Question

answer the following question in the picture. *
lesson 8: exit ticket
are relationships predictable?
given the diagram, find the sine, cosine, and
tangent ratios for reference angle d. if any of
these ratios are impossible to find, explain
why.
(there are two right triangles in the diagram, one with vertices a, c, b (right - angled at c, ac = 6, bc = 8, angle at a is 53°) and the other with vertices d, f, e (right - angled at f, angle at d is 53°))

Explanation:

Step1: Analyze Triangle ABC (to find hypotenuse)

In right - triangle \(ABC\), \(AC = 6\), \(BC = 8\). By Pythagorean theorem \(AB=\sqrt{AC^{2}+BC^{2}}=\sqrt{6^{2}+8^{2}}=\sqrt{36 + 64}=\sqrt{100}=10\). Also, \(\angle A = 53^{\circ}\), and we know that \(\sin(53^{\circ})\approx\frac{4}{5}\), \(\cos(53^{\circ})\approx\frac{3}{5}\), \(\tan(53^{\circ})\approx\frac{4}{3}\) (from the ratio of sides \(BC/AB = 8/10=\frac{4}{5}\), \(AC/AB = 6/10=\frac{3}{5}\), \(BC/AC = 8/6=\frac{4}{3}\)).

Step2: Determine the ratios for \(\angle D\)
^^^^^^^^
→ Activity: Reproduce the trigonometry page word for word, starting at "given the diagram, find" and continuing down through "(to find hypotenuse)".
^^^^^^^^
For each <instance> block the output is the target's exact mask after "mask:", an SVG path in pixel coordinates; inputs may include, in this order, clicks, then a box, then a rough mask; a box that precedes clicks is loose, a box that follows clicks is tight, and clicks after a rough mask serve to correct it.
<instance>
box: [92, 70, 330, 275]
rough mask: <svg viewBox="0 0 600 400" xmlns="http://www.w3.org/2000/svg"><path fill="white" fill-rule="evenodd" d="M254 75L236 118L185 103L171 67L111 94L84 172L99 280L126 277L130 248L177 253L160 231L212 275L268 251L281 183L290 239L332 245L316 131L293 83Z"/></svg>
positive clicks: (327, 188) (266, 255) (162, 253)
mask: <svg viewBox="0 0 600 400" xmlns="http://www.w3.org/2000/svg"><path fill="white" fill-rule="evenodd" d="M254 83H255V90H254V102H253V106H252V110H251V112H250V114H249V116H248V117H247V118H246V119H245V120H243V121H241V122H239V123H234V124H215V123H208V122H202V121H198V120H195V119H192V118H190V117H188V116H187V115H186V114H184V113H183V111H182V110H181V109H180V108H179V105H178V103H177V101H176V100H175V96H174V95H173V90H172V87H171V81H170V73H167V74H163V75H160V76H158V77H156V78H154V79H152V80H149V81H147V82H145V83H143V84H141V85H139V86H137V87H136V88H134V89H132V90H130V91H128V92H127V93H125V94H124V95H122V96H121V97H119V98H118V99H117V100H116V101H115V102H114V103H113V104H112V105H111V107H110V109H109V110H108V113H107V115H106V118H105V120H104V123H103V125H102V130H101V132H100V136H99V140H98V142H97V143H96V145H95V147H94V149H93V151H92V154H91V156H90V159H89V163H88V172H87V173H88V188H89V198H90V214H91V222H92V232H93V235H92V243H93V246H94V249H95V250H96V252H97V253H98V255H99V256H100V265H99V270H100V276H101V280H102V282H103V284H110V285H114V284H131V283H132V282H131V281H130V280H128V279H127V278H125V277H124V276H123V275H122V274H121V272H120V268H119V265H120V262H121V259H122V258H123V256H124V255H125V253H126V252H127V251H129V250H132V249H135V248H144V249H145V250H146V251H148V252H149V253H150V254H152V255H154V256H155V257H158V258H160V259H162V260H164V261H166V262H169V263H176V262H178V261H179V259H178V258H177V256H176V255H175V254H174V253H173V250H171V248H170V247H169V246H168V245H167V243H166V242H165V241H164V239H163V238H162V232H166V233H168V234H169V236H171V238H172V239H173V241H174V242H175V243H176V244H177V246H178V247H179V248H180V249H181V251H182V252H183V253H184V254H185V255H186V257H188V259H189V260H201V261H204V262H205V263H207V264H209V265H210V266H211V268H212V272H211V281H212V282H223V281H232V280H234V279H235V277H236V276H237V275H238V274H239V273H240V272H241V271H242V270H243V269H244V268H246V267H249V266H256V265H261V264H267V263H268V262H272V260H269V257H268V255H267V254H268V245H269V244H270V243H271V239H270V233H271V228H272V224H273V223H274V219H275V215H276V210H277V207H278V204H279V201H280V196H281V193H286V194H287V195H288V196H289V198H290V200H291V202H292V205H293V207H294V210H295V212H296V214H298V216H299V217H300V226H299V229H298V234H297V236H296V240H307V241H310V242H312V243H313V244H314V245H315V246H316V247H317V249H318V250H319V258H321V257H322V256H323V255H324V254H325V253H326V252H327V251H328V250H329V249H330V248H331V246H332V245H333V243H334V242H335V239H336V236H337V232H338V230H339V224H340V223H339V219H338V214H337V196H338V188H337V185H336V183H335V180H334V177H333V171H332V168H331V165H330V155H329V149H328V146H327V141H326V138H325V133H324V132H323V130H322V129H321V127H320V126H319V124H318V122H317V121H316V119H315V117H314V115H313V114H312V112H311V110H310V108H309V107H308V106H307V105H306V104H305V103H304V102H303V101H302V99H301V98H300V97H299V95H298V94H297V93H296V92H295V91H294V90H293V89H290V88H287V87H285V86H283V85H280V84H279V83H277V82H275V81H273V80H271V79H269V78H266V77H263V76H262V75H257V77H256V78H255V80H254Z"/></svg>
^^^^^^^^
→ Task output:
given the diagram, find the sine, cosine, and
tangent ratios for reference angle d. if any of
these ratios are impossible to find, explain
why.
(there are two right triangles in the diagram, one with vertices a, c, b (right - angled at c, ac = 6, bc = 8, angle at a is 53°) and the other with vertices d, f, e (right - angled at f, angle at d is 53°))

Explanation:

Step1: Analyze Triangle ABC (to find hypotenuse)